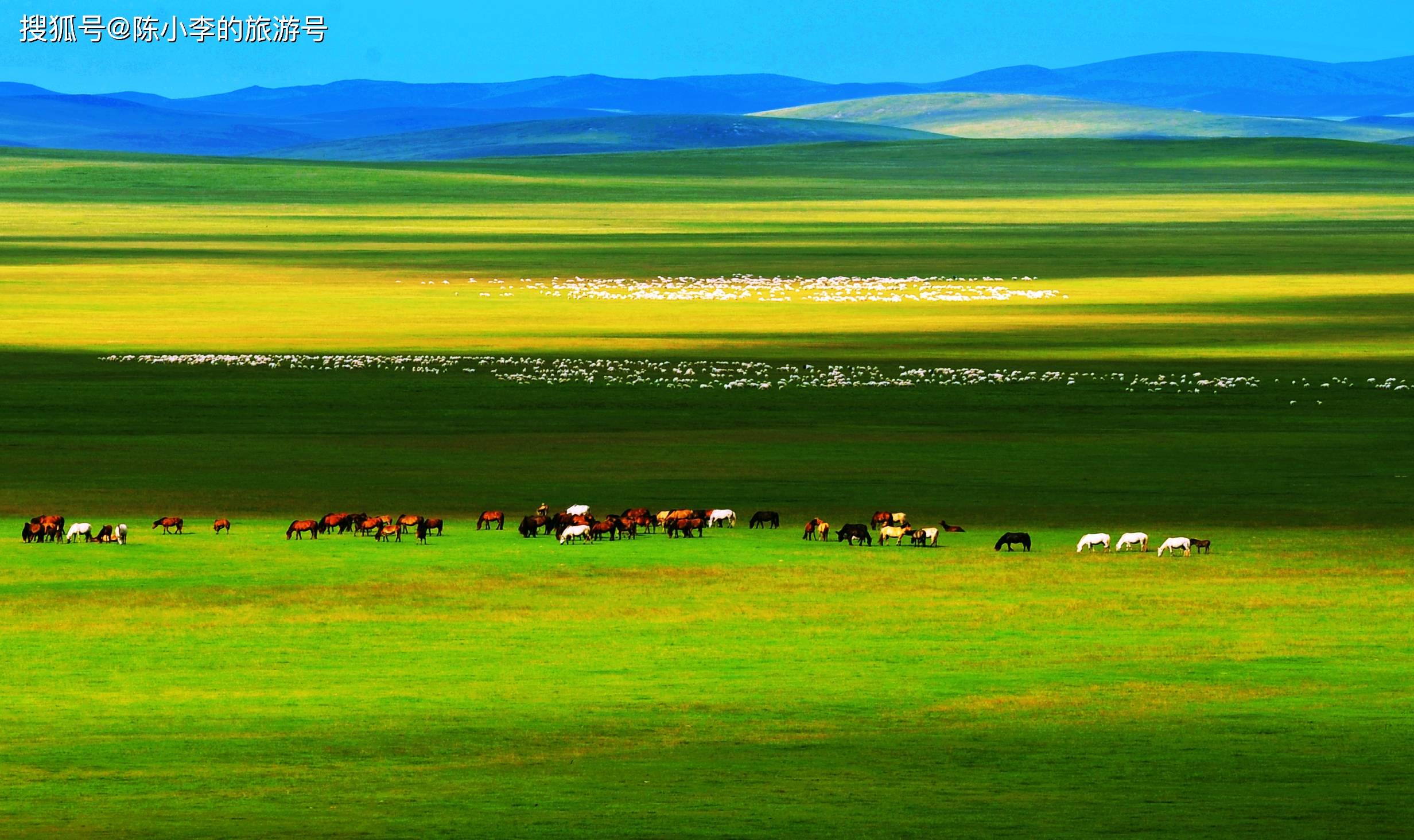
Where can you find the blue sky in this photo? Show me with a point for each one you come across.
(828, 40)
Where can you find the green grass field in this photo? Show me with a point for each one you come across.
(748, 683)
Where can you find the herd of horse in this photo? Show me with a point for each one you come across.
(1137, 539)
(576, 524)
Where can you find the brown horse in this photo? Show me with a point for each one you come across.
(303, 527)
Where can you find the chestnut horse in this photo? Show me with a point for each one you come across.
(303, 527)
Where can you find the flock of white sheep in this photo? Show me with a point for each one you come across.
(706, 374)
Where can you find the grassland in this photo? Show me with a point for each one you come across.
(1024, 115)
(745, 685)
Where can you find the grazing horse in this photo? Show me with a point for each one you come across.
(720, 516)
(761, 518)
(1013, 538)
(568, 534)
(336, 522)
(1135, 538)
(894, 532)
(1174, 545)
(854, 532)
(1090, 540)
(303, 527)
(925, 536)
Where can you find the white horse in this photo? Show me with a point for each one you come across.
(1090, 540)
(1135, 538)
(721, 516)
(574, 531)
(1174, 545)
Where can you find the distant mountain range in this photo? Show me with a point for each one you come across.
(613, 133)
(1023, 115)
(340, 118)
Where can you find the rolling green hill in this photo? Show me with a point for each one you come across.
(1020, 115)
(610, 133)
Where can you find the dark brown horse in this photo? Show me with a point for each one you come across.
(763, 518)
(1013, 538)
(303, 527)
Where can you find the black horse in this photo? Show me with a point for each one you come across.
(532, 525)
(854, 532)
(1013, 538)
(761, 518)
..........
_JOB:_
Pictures are excluded; copy every other part of the records exactly.

_CORRECT RESPONSE:_
Where can you find the blue sky in this photo? Show me with a point for each one you come across.
(828, 40)
Where can you find the green grass field in this photo? Show me with a point for each one you come across.
(748, 683)
Where can you find the herd of horse in this photo? Show me with a point for each one you come across.
(1137, 539)
(576, 524)
Where can you find the brown horse in this photo? Show me with a point for each one you come across.
(303, 527)
Where can you find the chestnut horse in this photo? Show me with a point for each one you come across.
(303, 527)
Where can you find the flock of white sheep in this photo? Show me with a point for each one you come across.
(706, 374)
Where can you find the grassland in this photo? Show me with a point for each one you come across.
(1024, 115)
(745, 685)
Where can you find the grazing horse in this photo? Show me with a point for each one you come across.
(720, 516)
(761, 518)
(1013, 538)
(568, 534)
(336, 522)
(1135, 538)
(894, 532)
(1174, 545)
(854, 532)
(1090, 540)
(303, 527)
(925, 536)
Where can you find the white horse in this photo? Show me with a point for each one you come across.
(1090, 540)
(1135, 538)
(721, 516)
(574, 531)
(1174, 545)
Where can you find the distant mountain range in this photo? Show me with a point for each one you come across.
(613, 133)
(1023, 115)
(340, 118)
Where can you find the rolling green hill in this photo? Show me with a point for each one you come across.
(1020, 115)
(610, 133)
Where can you find the dark brown horse in this photo? Show me with a point for each one you come across.
(763, 518)
(1013, 538)
(303, 527)
Where can you find the black horse in this photo? Show me with a point for each one you come across.
(532, 525)
(854, 532)
(1013, 538)
(761, 518)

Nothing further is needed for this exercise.